## [Given exercise 1]
According to the passage about Oakwell Hall, where was the true home of Miss Anne Lister?
## [Given exercise 2]
From the passage about Oakwell Hall, extract everything from "Talking with one" down to "version of Shirley.", copied word for word.
## [Given exercise 3]
Write the next part of the passage about Oakwell Hall and Haworth, picking up right after its final sentence.

Accurate descriptions of the house interior and exterior can be lifted straight from Chapter 11 “Fieldhead” in Shirley.
“If Fieldhead had few other merits as a building, it might at least be termed picturesque. Its regular architecture, and the gray and mossy colouring communicated by time, gave it a just claim to this epithet. The old latticed windows, the stone porch, the walls, the roof, the chimney-stacks, were rich in crayon touches and sepia lights and shades. The trees behind were fine, bold, and spreading; the cedar on the lawn in front was grand; and the granite urns on the garden wall, the fretted arch of the gateway, were, for an artist, as the very desire of the eye.”
“Mr. and Miss Helstone were ushered into a parlour. Of course, as was to be expected in such a Gothic old barrack, this parlour was lined with oak: fine, dark, glossy panels compassed the walls gloomily and grandly. Very handsome, reader, these shining brown panels are, very mellow in colouring and tasteful in effect …”
Talking with one of the Museum staff I also discovered that several filmings had taken place at Oakwell over the years. Notably in 1921 a silent film version of Shirley.
A 2009 TV version of Wuthering Heights used Oakwell for its interior scenes. Fast forward to around 48 minutes in if you are only interested in seeing some interior shots of Oakwell. The exterior shots look to me as if they were filmed using East Riddlesden Hall near Keighley.
The interior scenes of The Secret Diaries of Miss Anne Lister, also made for TV was filmed here at Oakwell. The true home of Miss Lister was nearby Shibden Hall at Halifax but I was told that the rooms at Oakwell were much larger to allow for all the cameramen’s paraphernalia.
On leaving the cosiness of the hall you enter the lovely, beautifully ordered, Elizabethan gardens. I made a mental note to revisit these on a less wet and grey day. I hurried home to light my own Christmas tree lights and relax with a mince pie.
Yesterday I revisited Haworth with a friend. Looking back at my Flickr photos I see that my last visit to this Literary Shrine was in 2005. On that day, it was a Sunday, the queue to get into the Parsonage stretched down through the garden. I planned to return on a quieter day. So, a mere 7 years later, I was back again and indeed found the village and Parsonage very much quieter. [Mental note to self – visit Haworth Parsonage on a Monday in November] My only previous visit inside the house itself was in the early 1990s.

## [Information provided]

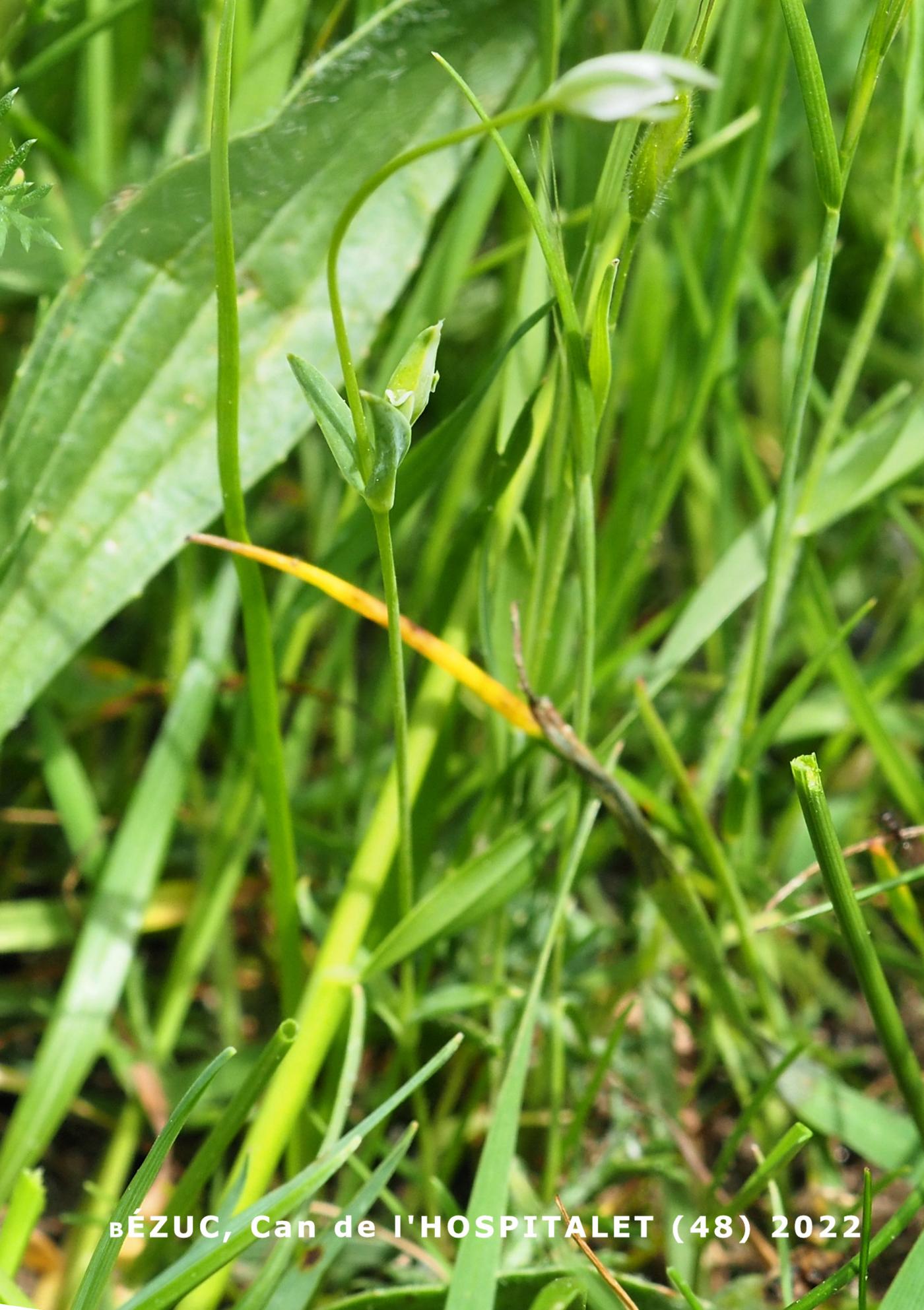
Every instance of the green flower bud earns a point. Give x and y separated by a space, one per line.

## [Answer 1]
Nearby Shibden Hall at Halifax.

## [Answer 2]
Talking with one of the Museum staff I also discovered that several filmings had taken place at Oakwell over the years. Notably in 1921 a silent film version of Shirley.

## [Answer 3]
Approaching the Museum from the Car Park
I’m sure I don’t need to explain here that the Parsonage at Haworth, near Keighley in West Yorkshire was home to the Bronte family (probably the world’s most famous literary family) from 1820 to 1861.
Bronze Sculpture (by Jocelyn Horner) of The Bronte Sisters in the Heather Garden
Little had changed in the house itself – my friend and I and one other couple were the only visitors at 1pm today. Some of the pictures had been moved about and there’s a much improved permanent exhibition called Genius: The Bronte Story. My friend had brought along her guidebook from a previous trip [in 1983] so we were able to compare and as photography inside the house is prohibited. Here are some pictures from that book:
The Dining Room
Mr Bronte’s Study
Bronte Parsonage Guide, 1983
There’s a further exhibition called Bronte Relics : A Collection History.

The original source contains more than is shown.